— Begin Records supplied —
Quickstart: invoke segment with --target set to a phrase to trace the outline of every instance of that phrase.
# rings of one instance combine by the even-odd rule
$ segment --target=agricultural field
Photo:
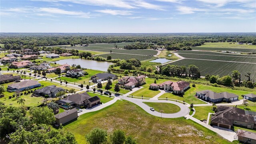
[[[230,54],[230,56],[226,55],[209,55],[204,54],[192,54],[180,53],[179,55],[187,58],[222,60],[231,62],[243,62],[246,63],[253,63],[256,64],[256,57],[248,57],[241,56],[234,56]]]
[[[132,54],[100,54],[98,56],[102,56],[104,58],[106,58],[108,55],[110,55],[113,59],[120,58],[125,60],[129,60],[131,58],[136,58],[140,61],[147,60],[152,59],[154,58],[153,56],[140,56]]]
[[[190,65],[195,65],[199,68],[202,76],[209,74],[222,76],[232,74],[234,70],[238,70],[241,74],[242,80],[247,80],[247,78],[244,76],[247,72],[255,72],[253,70],[256,69],[256,64],[188,59],[184,59],[168,64],[185,66],[187,67]],[[252,74],[251,79],[255,81],[256,75]]]

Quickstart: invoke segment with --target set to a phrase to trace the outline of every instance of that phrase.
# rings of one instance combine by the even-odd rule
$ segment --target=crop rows
[[[241,73],[242,80],[247,80],[244,75],[247,72],[250,72],[252,73],[251,79],[254,82],[256,81],[256,64],[184,59],[169,64],[186,66],[195,65],[199,68],[202,76],[204,76],[207,74],[219,75],[220,76],[231,75],[232,71],[236,70]]]
[[[184,58],[195,58],[204,60],[223,60],[256,63],[256,57],[247,58],[246,57],[228,56],[211,56],[181,53],[179,54],[179,55]]]
[[[192,47],[192,50],[230,51],[243,52],[256,52],[256,49],[248,49],[248,48],[206,48],[206,47]]]
[[[152,56],[140,56],[136,55],[127,54],[106,54],[98,55],[104,58],[106,58],[108,55],[110,55],[113,59],[120,58],[124,60],[129,60],[131,58],[136,58],[140,61],[145,60],[151,59],[153,58]]]
[[[256,55],[254,55],[254,54],[232,54],[227,53],[216,52],[208,52],[208,51],[180,50],[178,51],[175,52],[174,52],[178,53],[179,54],[180,54],[180,53],[192,54],[202,54],[202,55],[210,54],[210,55],[222,55],[222,56],[231,56],[256,57]]]

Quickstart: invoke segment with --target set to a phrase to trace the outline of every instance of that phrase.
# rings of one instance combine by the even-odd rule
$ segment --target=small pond
[[[172,60],[167,60],[165,58],[160,58],[157,59],[156,60],[151,60],[149,61],[150,62],[160,62],[161,64],[164,64],[165,63],[166,63],[167,62],[170,62]]]
[[[114,64],[114,63],[111,62],[100,62],[81,58],[62,60],[56,61],[56,63],[60,64],[66,64],[70,66],[73,64],[76,65],[80,64],[82,68],[103,71],[107,71],[108,66]]]

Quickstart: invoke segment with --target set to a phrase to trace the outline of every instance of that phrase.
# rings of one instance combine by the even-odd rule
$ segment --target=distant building
[[[68,53],[64,53],[63,54],[60,54],[60,56],[72,56],[72,54]]]
[[[10,84],[8,85],[7,90],[9,92],[14,92],[17,90],[23,91],[26,88],[34,88],[40,86],[41,84],[38,81],[28,80]]]
[[[62,88],[56,87],[55,85],[52,85],[35,90],[33,92],[33,94],[38,96],[48,95],[49,98],[55,98],[56,97],[56,94],[60,91],[65,92],[65,89]]]
[[[98,73],[91,76],[91,79],[94,82],[98,82],[108,79],[117,79],[117,76],[116,75],[107,72]]]
[[[7,81],[12,82],[16,80],[20,80],[20,76],[13,76],[12,74],[0,74],[0,84],[6,83]]]
[[[58,54],[49,54],[47,55],[46,56],[46,58],[58,58],[60,57],[60,56]]]
[[[77,109],[76,108],[66,110],[55,115],[56,123],[59,125],[60,125],[60,124],[63,124],[77,119],[78,117]]]

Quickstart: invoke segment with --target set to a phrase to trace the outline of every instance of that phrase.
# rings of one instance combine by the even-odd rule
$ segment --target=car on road
[[[104,92],[104,94],[108,95],[109,93],[109,92]]]

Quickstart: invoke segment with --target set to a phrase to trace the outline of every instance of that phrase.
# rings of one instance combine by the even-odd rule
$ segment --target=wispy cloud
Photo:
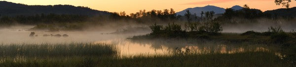
[[[221,2],[228,2],[234,0],[212,0],[209,1],[198,1],[198,2],[194,2],[188,3],[185,3],[183,4],[213,4],[213,3],[218,3]]]

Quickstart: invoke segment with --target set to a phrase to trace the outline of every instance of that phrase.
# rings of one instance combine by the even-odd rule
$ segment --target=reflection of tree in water
[[[166,48],[168,51],[175,50],[179,48],[183,51],[189,49],[192,52],[198,54],[208,53],[235,53],[244,52],[270,52],[270,47],[265,45],[226,43],[217,41],[205,41],[195,40],[130,40],[131,43],[139,43],[145,46],[151,45],[151,48],[154,50]],[[271,50],[276,50],[272,48]]]

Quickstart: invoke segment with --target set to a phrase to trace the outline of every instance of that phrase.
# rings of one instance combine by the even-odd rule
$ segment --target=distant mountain
[[[42,13],[87,16],[107,15],[111,14],[107,11],[99,11],[83,6],[71,5],[28,5],[0,1],[0,15],[35,15]]]
[[[234,5],[232,6],[231,8],[234,10],[238,10],[243,9],[243,7],[241,7],[239,5]]]
[[[269,14],[272,17],[296,17],[296,7],[287,8],[280,8],[272,10],[267,10],[263,12],[265,14]]]
[[[179,12],[177,12],[177,15],[184,15],[186,13],[186,10],[189,10],[191,12],[191,14],[196,14],[196,16],[200,16],[200,13],[201,11],[206,12],[214,11],[215,14],[221,14],[225,12],[225,9],[213,5],[207,5],[204,7],[196,7],[194,8],[188,8],[181,11]]]

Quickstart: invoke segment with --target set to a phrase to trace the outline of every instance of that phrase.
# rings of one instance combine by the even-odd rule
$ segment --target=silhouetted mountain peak
[[[196,16],[201,16],[200,14],[201,12],[201,11],[206,12],[214,11],[215,12],[215,14],[221,14],[225,12],[225,9],[223,8],[217,7],[214,5],[207,5],[204,7],[188,8],[180,12],[177,12],[176,14],[177,15],[184,15],[184,14],[186,13],[186,10],[189,10],[189,11],[191,13],[191,14],[194,14],[194,13],[196,13]]]
[[[73,14],[87,16],[107,15],[107,11],[94,10],[84,6],[72,5],[28,5],[0,1],[0,15],[6,16],[35,15],[40,14]]]
[[[231,8],[234,10],[240,10],[243,9],[243,7],[240,6],[239,5],[234,5],[233,6],[232,6]]]

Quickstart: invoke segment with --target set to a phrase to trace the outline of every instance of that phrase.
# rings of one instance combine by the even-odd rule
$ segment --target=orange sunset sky
[[[187,8],[203,7],[207,5],[222,8],[245,4],[251,8],[264,11],[280,8],[274,0],[6,0],[5,1],[28,5],[70,4],[87,6],[92,9],[109,12],[125,11],[127,14],[139,10],[162,10],[173,8],[179,12]],[[296,6],[296,1],[292,0],[290,7]]]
— End Records supplied —
- [Written instruction] Pull out every line of the material above that contains the word "mountain", copying each one in full.

- [Output for this task]
$ segment --target=distant mountain
$ segment --target=silhouetted mountain peak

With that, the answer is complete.